**** INFORMATION SUPPLIED
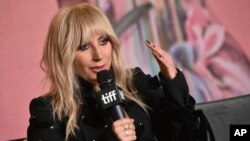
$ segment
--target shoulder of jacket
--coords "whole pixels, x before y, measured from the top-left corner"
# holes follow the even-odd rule
[[[29,110],[30,122],[42,127],[53,124],[53,109],[50,98],[41,96],[32,99]]]

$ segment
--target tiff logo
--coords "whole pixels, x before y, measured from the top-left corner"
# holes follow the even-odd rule
[[[102,101],[104,104],[108,104],[110,102],[113,102],[116,100],[116,93],[115,90],[110,91],[108,93],[105,93],[104,95],[102,95]]]

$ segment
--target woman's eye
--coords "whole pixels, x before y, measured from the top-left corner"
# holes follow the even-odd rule
[[[78,47],[77,50],[81,50],[81,51],[84,51],[84,50],[87,50],[90,46],[88,44],[85,44],[85,45],[80,45]]]
[[[106,45],[106,44],[108,43],[108,41],[109,41],[109,40],[108,40],[107,38],[103,38],[103,39],[100,40],[100,43],[99,43],[99,44],[100,44],[101,46],[104,46],[104,45]]]

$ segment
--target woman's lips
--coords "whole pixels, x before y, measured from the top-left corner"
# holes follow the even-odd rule
[[[102,66],[96,66],[96,67],[92,67],[90,68],[94,73],[98,73],[99,71],[101,70],[105,70],[105,65],[102,65]]]

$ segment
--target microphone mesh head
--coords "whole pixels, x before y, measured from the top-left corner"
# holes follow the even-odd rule
[[[112,75],[108,70],[102,70],[97,73],[97,81],[100,85],[107,81],[111,81],[112,79]]]

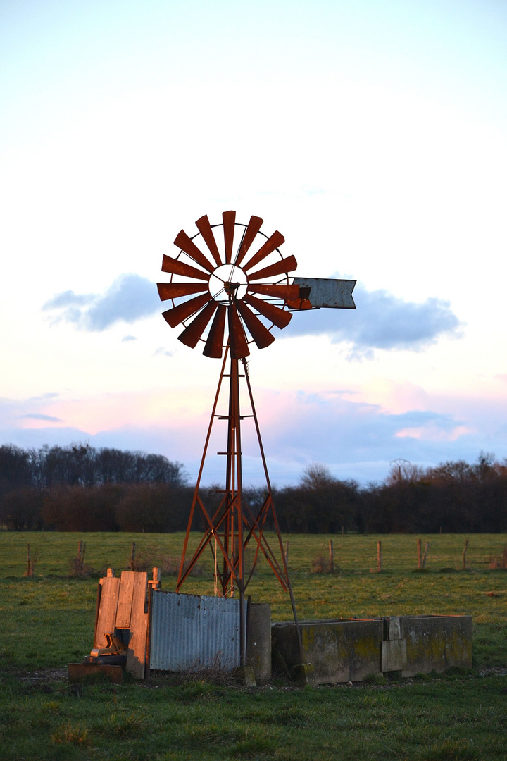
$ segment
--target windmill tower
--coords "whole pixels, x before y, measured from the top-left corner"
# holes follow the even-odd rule
[[[322,307],[355,309],[352,298],[354,280],[291,278],[297,263],[293,256],[284,258],[279,247],[281,233],[271,236],[261,231],[262,219],[252,216],[248,224],[236,221],[235,212],[224,212],[222,222],[210,224],[206,215],[195,222],[198,232],[190,237],[184,231],[174,244],[179,249],[176,258],[164,256],[162,271],[170,275],[169,282],[158,283],[162,301],[171,306],[163,317],[171,327],[183,326],[179,339],[195,348],[204,344],[202,353],[222,359],[218,386],[212,408],[201,466],[192,498],[190,516],[176,585],[181,589],[202,552],[210,547],[215,562],[220,592],[224,597],[238,594],[240,600],[241,662],[245,663],[245,593],[257,561],[263,555],[284,590],[290,594],[299,647],[296,605],[287,559],[273,502],[261,433],[249,377],[246,357],[255,343],[265,349],[274,341],[273,328],[286,327],[292,311]],[[221,230],[220,230],[221,228]],[[203,250],[206,253],[203,253]],[[255,253],[252,253],[252,252]],[[292,281],[292,282],[291,282]],[[228,408],[217,413],[223,381],[228,378]],[[242,378],[250,405],[266,481],[266,496],[260,509],[253,511],[243,494],[239,381]],[[219,453],[226,457],[225,488],[217,507],[204,504],[199,488],[213,425],[217,420],[227,423],[227,447]],[[205,529],[197,549],[186,562],[189,538],[195,512],[200,512]],[[277,535],[271,546],[265,533],[268,519]],[[254,559],[246,569],[245,551],[252,544]]]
********
• **REQUEST**
Your task is to transcribe all of the records precisely, with no images included.

• **ANSWER TO THE EXERCISE**
$ segment
--target shoulder of jacket
--coords "whole pixels, x before y, measured from the top-left corner"
# holes follow the even-odd rule
[[[29,110],[30,122],[42,127],[53,124],[53,109],[50,98],[41,96],[32,99]]]

$ segment
--target tiff logo
--coords "whole pixels, x before y, measured from the top-left corner"
# holes follow the even-odd rule
[[[102,101],[104,104],[108,104],[110,102],[113,102],[116,100],[116,93],[115,90],[110,91],[108,93],[105,93],[104,95],[102,95]]]

$ segment
--target woman's eye
--coords "whole pixels, x before y, measured from the top-left corner"
# holes follow the even-odd rule
[[[78,47],[77,50],[81,50],[81,51],[84,51],[84,50],[87,50],[90,46],[88,44],[85,44],[85,45],[80,45]]]
[[[106,45],[106,44],[108,43],[108,41],[109,41],[109,40],[108,40],[107,38],[103,38],[103,39],[100,40],[100,43],[99,43],[99,44],[100,44],[101,46],[104,46],[104,45]]]

$ segment
--target woman's lips
--coords "whole pixels, x before y, measured from the top-left corner"
# holes follow the even-odd rule
[[[102,66],[96,66],[96,67],[92,67],[90,68],[94,73],[98,73],[99,71],[101,70],[105,70],[105,65],[102,65]]]

$ segment
--target microphone mesh head
--coords "whole pixels, x before y, measured from the top-left corner"
# holes follow the even-odd rule
[[[112,75],[108,70],[102,70],[97,73],[97,81],[100,85],[107,81],[111,81],[112,79]]]

$ segment
--target windmill tower
--coords "whole pixels, x before y, measured from the top-left corner"
# holes follow the even-odd rule
[[[322,307],[355,309],[352,298],[354,280],[291,278],[297,263],[293,256],[284,258],[279,247],[281,233],[271,236],[261,231],[262,219],[252,216],[248,224],[236,221],[235,212],[224,212],[222,222],[210,224],[206,215],[195,222],[198,232],[190,237],[184,231],[174,244],[179,249],[176,258],[164,256],[162,271],[170,275],[169,282],[158,283],[162,301],[171,306],[163,317],[171,327],[183,326],[179,339],[195,348],[204,344],[202,353],[222,359],[218,386],[212,408],[201,466],[192,498],[190,516],[176,585],[181,589],[202,552],[210,547],[215,562],[220,592],[224,597],[238,594],[240,600],[241,662],[245,663],[245,593],[257,561],[263,555],[284,590],[290,594],[299,647],[296,605],[287,559],[273,502],[261,433],[249,377],[246,357],[255,343],[265,349],[274,341],[273,328],[286,327],[292,311]],[[221,230],[220,230],[221,228]],[[203,250],[206,253],[203,253]],[[255,253],[252,253],[252,252]],[[292,281],[292,282],[291,282]],[[228,408],[217,413],[223,381],[228,378]],[[242,378],[250,405],[266,481],[266,496],[260,509],[253,511],[243,494],[239,381]],[[219,453],[226,457],[225,488],[217,507],[204,504],[199,488],[213,425],[217,420],[227,423],[227,447]],[[205,529],[197,549],[186,562],[189,538],[195,512],[200,512]],[[277,535],[271,546],[265,533],[268,519]],[[254,559],[246,569],[245,551],[252,544]]]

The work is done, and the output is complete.